Extracted data entries
"""
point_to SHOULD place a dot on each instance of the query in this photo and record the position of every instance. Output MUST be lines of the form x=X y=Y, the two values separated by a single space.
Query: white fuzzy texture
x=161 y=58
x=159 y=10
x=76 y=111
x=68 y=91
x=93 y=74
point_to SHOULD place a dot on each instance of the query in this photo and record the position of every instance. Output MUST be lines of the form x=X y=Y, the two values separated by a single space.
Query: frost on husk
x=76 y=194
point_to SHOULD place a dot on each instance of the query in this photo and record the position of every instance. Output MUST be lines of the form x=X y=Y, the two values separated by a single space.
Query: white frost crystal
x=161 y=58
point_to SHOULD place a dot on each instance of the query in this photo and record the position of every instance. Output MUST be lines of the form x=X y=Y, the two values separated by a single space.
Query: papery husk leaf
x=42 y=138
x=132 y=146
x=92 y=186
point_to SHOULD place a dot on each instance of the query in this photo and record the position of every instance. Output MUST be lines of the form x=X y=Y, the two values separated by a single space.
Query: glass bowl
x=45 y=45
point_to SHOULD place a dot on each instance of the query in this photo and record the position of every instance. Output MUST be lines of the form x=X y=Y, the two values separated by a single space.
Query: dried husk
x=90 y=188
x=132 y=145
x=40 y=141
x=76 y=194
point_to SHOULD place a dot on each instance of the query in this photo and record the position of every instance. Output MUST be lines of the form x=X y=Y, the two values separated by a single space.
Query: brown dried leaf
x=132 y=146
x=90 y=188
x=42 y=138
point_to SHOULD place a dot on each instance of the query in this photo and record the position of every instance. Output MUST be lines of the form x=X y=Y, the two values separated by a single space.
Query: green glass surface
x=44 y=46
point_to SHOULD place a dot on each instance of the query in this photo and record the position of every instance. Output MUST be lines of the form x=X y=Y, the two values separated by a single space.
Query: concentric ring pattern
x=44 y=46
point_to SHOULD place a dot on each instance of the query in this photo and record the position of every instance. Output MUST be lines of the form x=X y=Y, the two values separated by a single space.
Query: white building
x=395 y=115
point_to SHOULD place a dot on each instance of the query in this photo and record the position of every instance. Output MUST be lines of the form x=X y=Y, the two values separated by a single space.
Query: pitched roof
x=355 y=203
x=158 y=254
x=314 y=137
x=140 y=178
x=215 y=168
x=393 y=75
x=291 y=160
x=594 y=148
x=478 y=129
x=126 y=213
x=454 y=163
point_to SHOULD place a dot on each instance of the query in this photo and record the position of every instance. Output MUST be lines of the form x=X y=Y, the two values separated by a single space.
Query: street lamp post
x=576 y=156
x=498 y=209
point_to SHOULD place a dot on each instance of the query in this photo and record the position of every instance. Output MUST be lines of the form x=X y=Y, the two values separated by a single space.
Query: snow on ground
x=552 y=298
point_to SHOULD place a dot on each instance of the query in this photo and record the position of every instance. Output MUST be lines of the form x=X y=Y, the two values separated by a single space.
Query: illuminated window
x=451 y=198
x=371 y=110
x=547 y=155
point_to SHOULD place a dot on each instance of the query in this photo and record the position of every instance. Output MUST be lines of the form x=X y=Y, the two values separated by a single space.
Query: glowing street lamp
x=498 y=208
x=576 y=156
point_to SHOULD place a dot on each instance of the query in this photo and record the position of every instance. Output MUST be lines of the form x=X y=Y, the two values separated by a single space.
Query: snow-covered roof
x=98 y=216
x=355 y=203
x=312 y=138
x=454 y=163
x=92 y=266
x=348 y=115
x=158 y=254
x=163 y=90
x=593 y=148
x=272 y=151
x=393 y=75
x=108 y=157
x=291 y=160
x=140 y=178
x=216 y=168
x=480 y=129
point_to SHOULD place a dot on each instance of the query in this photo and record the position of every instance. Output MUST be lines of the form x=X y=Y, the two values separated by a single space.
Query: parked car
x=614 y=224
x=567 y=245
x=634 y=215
"""
Work instruction: An exact repeat of all the entries above is required.

Answer box:
point_to SHOULD place a dot on each instance of the query in this photo and record the position of every instance. Output MUST be lines of the form x=X y=Y, the two values separated by a single space.
Query: white fuzzy texture
x=161 y=58
x=159 y=10
x=76 y=111
x=68 y=91
x=93 y=74
point_to SHOULD place a dot on each instance of the query in this photo and record the position of every instance. Output MUST be lines of the form x=X y=Y, the two values separated by a single space.
Query: frost on husk
x=76 y=194
point_to SHOULD place a dot on each instance of the query in this photo and record the position of every instance. Output MUST be lines of the form x=X y=Y, the two values separated by a single space.
Query: white frost crystal
x=161 y=58
point_to SHOULD place a dot on each instance of the query in this photo and record the position of every instance. Output MUST be lines of the form x=X y=Y, the two values separated by a single space.
Query: papery husk leaf
x=42 y=138
x=132 y=146
x=92 y=186
point_to SHOULD place a dot on each instance of the query in this photo and record the position of every instance. Output MUST be lines of the form x=X y=Y, the two values separated by a single space.
Query: glass bowl
x=45 y=45
point_to SHOULD place a dot on each instance of the query in this photo and record the position of every instance. Output MUST be lines of the form x=X y=Y, the two values separated by a single space.
Query: dried husk
x=90 y=188
x=132 y=145
x=40 y=141
x=76 y=194
point_to SHOULD place a dot on each instance of the query in this photo and record the position of every instance. Output MUST be lines of the form x=X y=Y, the two values separated by a single space.
Query: brown dried leaf
x=132 y=146
x=90 y=188
x=42 y=138
point_to SHOULD place a dot on each instance of the query in this photo and record the position of every instance. Output MUST be lines of the form x=X y=Y, the two values separated by a single space.
Query: green glass surface
x=44 y=46
point_to SHOULD place a dot on each instance of the query in this photo and record the position of every instance. Output MUST be lines of the form x=X y=Y, the two values separated by a single space.
Query: concentric ring pattern
x=44 y=46
point_to SHOULD place a dot on each instance of the query in this photo and record the position of every instance. Output MUST be lines of the form x=X y=Y, the two values separated by a single space.
Query: white building
x=395 y=115
point_to SHOULD place a dot on each instance of the query in this photo and record the position of every instance. Output MUST be lines of the form x=X y=Y, the two values separated by a single space.
Query: pitched roof
x=355 y=203
x=158 y=254
x=314 y=137
x=140 y=178
x=215 y=168
x=393 y=75
x=291 y=160
x=594 y=148
x=478 y=129
x=126 y=213
x=454 y=163
point_to SHOULD place a dot on each instance of the query in this photo and record the position of every instance. Output MUST be lines of the form x=X y=Y, the two values separated by a single space.
Query: street lamp post
x=576 y=156
x=498 y=209
point_to SHOULD place a dot on each instance of the query in this photo and record the position of every instance. Output MUST be lines of the form x=X y=Y, the two values separated by a single space.
Query: snow on ground
x=552 y=298
point_to SHOULD place a dot on each instance of the query in this photo and record the position of every instance. Output MUST be lines of the form x=X y=Y, the two values separated by a single space.
Query: illuminated window
x=451 y=198
x=371 y=110
x=547 y=155
point_to SHOULD place a dot on each instance of the query in this photo and record the position of every instance. Output MUST be lines of the form x=X y=Y, the two values separated by a single space.
Query: glowing street lamp
x=498 y=208
x=576 y=156
point_to SHOULD place a dot on each instance of the query in this photo and record the position of every instance. Output MUST be lines of the form x=X y=Y, the two values separated by a single space.
Query: snow-covered roof
x=98 y=216
x=355 y=203
x=312 y=138
x=454 y=163
x=92 y=266
x=348 y=115
x=158 y=254
x=163 y=90
x=593 y=148
x=272 y=151
x=393 y=75
x=108 y=157
x=291 y=160
x=140 y=178
x=216 y=168
x=480 y=129
point_to SHOULD place a dot on each instance of the query in this photo and record the position of every instance. Output MUST be lines of the form x=X y=Y, the two values separated by a single space.
Query: parked car
x=614 y=224
x=567 y=245
x=634 y=215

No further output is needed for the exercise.